## TASK DATA
++++++++++++++++++++

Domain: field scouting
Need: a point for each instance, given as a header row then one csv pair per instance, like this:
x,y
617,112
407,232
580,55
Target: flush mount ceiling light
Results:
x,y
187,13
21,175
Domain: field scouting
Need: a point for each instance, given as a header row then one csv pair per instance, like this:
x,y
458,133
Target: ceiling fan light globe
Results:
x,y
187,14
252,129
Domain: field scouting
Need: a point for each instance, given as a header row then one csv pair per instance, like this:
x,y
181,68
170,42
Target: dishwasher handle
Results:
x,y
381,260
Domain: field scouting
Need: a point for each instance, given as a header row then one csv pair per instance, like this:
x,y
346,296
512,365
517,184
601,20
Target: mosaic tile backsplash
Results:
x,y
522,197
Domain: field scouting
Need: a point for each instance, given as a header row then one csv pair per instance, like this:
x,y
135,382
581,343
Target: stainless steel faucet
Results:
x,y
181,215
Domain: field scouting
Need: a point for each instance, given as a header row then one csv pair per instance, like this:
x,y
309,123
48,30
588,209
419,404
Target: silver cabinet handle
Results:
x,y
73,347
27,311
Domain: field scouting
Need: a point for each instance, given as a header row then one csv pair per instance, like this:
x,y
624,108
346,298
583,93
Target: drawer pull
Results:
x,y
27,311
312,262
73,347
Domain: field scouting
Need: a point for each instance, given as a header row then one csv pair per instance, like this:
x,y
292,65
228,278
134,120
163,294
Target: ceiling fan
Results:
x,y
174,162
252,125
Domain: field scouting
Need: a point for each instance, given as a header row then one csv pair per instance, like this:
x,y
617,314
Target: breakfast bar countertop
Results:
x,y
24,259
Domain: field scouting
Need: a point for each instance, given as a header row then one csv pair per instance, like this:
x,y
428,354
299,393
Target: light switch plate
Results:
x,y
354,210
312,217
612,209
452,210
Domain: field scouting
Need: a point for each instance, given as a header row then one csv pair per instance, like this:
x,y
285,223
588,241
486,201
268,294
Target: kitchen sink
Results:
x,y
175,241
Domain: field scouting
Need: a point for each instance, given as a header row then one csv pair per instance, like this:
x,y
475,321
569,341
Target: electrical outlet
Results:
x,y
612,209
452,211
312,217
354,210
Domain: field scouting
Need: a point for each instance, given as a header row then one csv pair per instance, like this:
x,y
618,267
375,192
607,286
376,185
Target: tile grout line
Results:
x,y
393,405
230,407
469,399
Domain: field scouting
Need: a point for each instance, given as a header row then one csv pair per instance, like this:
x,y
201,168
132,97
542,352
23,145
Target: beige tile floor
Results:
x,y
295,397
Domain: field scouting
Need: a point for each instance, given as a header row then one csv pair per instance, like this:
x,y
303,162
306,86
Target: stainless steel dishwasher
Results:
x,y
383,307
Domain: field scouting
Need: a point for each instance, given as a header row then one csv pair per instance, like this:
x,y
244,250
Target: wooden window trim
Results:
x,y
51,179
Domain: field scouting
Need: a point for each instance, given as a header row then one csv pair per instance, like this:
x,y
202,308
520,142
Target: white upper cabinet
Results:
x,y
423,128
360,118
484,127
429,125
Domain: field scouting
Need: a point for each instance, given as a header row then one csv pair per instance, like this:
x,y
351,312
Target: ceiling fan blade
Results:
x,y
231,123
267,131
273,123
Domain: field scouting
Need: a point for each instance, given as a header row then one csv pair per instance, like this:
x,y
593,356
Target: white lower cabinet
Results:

++++++++++++++++++++

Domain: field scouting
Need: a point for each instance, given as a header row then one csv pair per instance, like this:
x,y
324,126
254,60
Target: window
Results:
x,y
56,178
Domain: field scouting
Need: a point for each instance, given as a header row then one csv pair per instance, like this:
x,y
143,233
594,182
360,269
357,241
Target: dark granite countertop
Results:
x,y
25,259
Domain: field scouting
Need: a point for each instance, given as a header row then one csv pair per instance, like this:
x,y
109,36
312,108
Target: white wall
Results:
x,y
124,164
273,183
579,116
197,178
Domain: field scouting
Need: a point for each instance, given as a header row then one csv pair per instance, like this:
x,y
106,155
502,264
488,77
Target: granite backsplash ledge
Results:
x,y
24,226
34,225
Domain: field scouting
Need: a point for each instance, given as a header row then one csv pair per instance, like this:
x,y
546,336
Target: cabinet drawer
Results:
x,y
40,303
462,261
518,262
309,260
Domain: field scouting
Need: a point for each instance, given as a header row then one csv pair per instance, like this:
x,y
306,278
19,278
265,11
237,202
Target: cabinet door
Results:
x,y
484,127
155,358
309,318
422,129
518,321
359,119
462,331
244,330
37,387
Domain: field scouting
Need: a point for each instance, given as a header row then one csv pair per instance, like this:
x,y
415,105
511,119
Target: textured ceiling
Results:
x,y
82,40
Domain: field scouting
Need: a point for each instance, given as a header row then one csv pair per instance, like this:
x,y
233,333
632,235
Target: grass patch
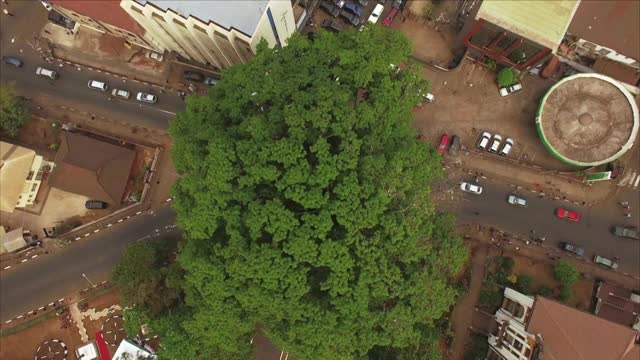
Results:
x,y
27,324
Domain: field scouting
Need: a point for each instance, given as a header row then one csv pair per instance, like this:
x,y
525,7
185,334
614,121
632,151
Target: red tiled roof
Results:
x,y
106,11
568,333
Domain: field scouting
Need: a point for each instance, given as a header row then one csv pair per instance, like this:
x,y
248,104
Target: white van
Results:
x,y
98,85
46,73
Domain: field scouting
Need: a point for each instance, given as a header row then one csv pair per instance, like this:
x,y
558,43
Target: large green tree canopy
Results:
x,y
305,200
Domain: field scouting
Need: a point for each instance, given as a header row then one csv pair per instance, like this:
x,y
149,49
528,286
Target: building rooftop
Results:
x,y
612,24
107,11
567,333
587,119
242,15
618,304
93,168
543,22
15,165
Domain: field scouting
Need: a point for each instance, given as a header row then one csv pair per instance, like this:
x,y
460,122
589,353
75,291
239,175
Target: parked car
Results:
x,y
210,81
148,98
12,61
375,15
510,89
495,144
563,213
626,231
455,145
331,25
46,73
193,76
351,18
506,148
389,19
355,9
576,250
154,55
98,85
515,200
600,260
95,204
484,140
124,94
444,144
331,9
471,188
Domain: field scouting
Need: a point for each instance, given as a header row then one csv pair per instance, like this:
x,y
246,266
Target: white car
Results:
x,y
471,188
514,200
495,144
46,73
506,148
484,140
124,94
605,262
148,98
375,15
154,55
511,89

++++++++++++++++++++

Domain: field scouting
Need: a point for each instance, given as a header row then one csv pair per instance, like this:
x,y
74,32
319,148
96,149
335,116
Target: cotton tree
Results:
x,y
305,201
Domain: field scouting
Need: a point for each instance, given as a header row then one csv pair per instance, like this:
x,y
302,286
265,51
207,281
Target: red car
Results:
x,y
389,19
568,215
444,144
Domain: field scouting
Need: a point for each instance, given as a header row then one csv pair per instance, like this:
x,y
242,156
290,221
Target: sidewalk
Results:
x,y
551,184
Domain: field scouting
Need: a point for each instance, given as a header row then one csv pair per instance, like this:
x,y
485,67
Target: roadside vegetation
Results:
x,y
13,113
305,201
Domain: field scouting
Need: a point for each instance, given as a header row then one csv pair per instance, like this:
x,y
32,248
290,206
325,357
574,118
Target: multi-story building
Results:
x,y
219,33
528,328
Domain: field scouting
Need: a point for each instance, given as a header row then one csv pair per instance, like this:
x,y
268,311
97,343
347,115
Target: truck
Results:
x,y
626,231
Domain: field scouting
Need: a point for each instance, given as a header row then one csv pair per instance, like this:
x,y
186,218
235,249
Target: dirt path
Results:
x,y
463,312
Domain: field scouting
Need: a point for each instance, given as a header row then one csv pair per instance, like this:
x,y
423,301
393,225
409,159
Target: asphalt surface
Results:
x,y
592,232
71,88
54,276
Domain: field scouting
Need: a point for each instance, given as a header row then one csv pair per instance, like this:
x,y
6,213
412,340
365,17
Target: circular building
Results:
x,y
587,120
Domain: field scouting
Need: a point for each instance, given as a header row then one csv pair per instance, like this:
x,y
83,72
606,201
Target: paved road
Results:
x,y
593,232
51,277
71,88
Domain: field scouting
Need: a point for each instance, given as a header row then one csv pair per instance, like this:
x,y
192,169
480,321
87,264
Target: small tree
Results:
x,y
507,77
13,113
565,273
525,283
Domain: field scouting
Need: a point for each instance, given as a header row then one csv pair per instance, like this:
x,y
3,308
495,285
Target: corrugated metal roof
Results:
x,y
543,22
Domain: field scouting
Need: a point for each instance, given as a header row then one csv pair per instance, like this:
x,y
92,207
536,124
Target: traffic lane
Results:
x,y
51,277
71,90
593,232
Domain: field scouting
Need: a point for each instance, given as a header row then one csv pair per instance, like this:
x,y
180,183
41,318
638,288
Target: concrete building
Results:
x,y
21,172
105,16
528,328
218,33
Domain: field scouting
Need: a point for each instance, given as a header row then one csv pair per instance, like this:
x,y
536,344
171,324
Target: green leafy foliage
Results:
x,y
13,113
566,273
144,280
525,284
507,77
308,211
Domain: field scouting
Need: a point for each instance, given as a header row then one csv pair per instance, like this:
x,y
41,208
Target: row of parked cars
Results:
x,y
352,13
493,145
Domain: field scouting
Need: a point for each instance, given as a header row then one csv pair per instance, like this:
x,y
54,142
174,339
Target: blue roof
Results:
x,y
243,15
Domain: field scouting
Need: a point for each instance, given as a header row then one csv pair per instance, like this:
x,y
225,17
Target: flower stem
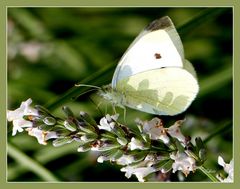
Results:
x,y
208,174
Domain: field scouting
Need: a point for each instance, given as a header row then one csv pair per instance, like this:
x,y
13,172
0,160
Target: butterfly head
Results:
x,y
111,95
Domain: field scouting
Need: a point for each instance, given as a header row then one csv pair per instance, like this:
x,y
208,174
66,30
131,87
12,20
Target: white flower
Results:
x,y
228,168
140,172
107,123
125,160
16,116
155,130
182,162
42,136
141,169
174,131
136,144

++++++++++++++++++++

## PROBLEM DESCRIPTION
Only lines with the string "granite" belong in the answer; copy each of them from the listing.

## RESPONSE FOR THIS EXERCISE
Target: dark granite countertop
Target: granite backsplash ledge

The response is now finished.